_WHAT THE TASK REQUIRES_:
Send back the entries below exactly as they appear.

_MATERIAL FOR THIS TASK_:
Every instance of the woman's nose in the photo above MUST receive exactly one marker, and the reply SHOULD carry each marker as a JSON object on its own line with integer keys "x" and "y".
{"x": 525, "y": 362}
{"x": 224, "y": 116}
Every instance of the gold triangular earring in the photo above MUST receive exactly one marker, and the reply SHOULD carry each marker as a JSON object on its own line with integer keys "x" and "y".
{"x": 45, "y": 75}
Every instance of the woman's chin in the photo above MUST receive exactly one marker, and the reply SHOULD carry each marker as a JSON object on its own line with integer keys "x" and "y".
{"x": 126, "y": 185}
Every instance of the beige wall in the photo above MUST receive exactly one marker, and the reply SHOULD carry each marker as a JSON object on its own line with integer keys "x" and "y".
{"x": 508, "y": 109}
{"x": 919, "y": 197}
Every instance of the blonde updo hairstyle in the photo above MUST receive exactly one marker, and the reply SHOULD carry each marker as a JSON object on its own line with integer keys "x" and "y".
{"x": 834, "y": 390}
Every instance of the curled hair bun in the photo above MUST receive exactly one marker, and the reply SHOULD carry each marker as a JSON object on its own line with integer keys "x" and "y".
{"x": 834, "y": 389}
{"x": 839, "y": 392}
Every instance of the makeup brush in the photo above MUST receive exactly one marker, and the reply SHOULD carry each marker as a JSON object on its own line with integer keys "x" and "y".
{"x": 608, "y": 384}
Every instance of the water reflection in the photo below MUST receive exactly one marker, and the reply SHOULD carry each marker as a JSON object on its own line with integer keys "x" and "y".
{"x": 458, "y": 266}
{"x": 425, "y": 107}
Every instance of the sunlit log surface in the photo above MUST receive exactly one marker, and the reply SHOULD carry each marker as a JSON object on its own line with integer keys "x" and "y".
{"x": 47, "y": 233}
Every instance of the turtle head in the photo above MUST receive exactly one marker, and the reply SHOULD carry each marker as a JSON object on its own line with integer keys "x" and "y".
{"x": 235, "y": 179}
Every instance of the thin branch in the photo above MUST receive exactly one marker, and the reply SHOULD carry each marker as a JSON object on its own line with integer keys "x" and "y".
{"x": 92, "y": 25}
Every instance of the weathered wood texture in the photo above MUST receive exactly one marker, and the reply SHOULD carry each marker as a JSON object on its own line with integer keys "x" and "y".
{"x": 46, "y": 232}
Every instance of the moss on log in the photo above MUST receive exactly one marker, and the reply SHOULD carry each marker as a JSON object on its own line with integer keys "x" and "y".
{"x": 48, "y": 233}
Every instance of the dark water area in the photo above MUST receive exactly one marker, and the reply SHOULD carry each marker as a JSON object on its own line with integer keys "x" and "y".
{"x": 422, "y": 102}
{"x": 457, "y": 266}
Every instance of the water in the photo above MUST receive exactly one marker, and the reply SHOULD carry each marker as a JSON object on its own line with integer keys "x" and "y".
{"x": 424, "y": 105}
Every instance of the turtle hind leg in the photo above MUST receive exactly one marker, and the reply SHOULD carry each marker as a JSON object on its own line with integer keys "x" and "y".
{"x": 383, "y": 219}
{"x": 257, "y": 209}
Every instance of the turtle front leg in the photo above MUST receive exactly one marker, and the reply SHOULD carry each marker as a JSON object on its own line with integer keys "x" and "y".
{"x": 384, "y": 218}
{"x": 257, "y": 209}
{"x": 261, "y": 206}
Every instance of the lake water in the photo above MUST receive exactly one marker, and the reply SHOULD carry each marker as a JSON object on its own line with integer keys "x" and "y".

_THE RESPONSE_:
Every instance of the woman's nose in the photo above MUST receive exactly one marker, and the reply SHOULD carry each marker as a JSON object on its own line with integer keys "x" and "y".
{"x": 525, "y": 362}
{"x": 224, "y": 116}
Every instance of the gold triangular earring in the photo above MUST receive exactly one marker, and the reply SHOULD carry each marker as a JSON object on its own line with integer keys "x" and "y".
{"x": 45, "y": 75}
Every instance of the woman's chin in the photo above MUST receive exactly one marker, and the reply SHOULD carry each marker as a JSON object on its own line with integer keys "x" and "y".
{"x": 126, "y": 185}
Every instance of the beige wall in the photo above MUST receive exactly one marker, and the reply SHOULD carry each marker as a JSON object on its own line with integer keys "x" and "y".
{"x": 508, "y": 109}
{"x": 919, "y": 197}
Every instance of the blonde updo hairstyle in the photo above MUST receive exactly one marker, and the reply SHOULD carry each marker as a JSON object on its own line with integer keys "x" and "y".
{"x": 834, "y": 390}
Every instance of the curled hair bun in the photo above MUST receive exactly one marker, and the reply SHOULD carry each marker as a JSON object on its own line with integer keys "x" and "y".
{"x": 834, "y": 389}
{"x": 839, "y": 392}
Every instance of the makeup brush in the photo above MUST receive exactly one marker, and the reply SHOULD carry each marker as a JSON object on its own line with integer keys "x" and "y".
{"x": 608, "y": 384}
Every instance of the water reflection in the photo below MUST receive exactly one marker, and the reply SHOULD carry each marker as a JSON object on its own line with integer keys "x" and "y".
{"x": 458, "y": 266}
{"x": 425, "y": 107}
Every instance of the sunlit log surface in the photo above MUST receive exactly one marker, and the reply SHOULD carry each marker as a JSON object on its own line with integer keys "x" and "y".
{"x": 47, "y": 233}
Every instance of the turtle head in the photo above MUST receive exactly one marker, and the reply SHOULD carry each marker as a JSON object on its own line with integer keys "x" and "y".
{"x": 235, "y": 179}
Every instance of the thin branch in the photo above MUST receive exactly one marker, and the reply SHOULD carry each marker as a JSON object on its own line with integer keys "x" and "y".
{"x": 92, "y": 25}
Every instance of the weathered wood texture in the photo above MUST receive exactly one marker, and the reply SHOULD carry each marker as a JSON object on its own line with integer keys "x" and "y".
{"x": 46, "y": 232}
Every instance of the moss on log in the photo above MUST receive exactly one marker, and the reply SHOULD carry each marker as a JSON object on its own line with integer keys "x" and "y".
{"x": 48, "y": 233}
Every instance of the dark water area in the photo above MUST receive exactly one marker, and the reply SHOULD carry each marker as a JSON object on its own line with integer keys "x" and "y".
{"x": 422, "y": 102}
{"x": 457, "y": 266}
Every instance of the water in the photo above MUST receive exactly one marker, and the reply SHOULD carry each marker as a JSON object on its own line with integer keys "x" and "y".
{"x": 424, "y": 105}
Every instance of the turtle hind leg in the photo above MUST receive exactly one marker, and the reply SHOULD carry each marker as a JSON object on its own line with integer keys "x" and "y".
{"x": 383, "y": 219}
{"x": 257, "y": 209}
Every instance of the turtle front leg in the photo above MUST receive exactly one marker, and the reply SHOULD carry each marker as a JSON object on its own line with integer keys "x" and "y".
{"x": 384, "y": 218}
{"x": 257, "y": 209}
{"x": 261, "y": 206}
Every instance of the lake water in the photo above MUST receive exactly one marker, and the reply SHOULD carry each marker as a JSON object on its own line with integer keys "x" and "y".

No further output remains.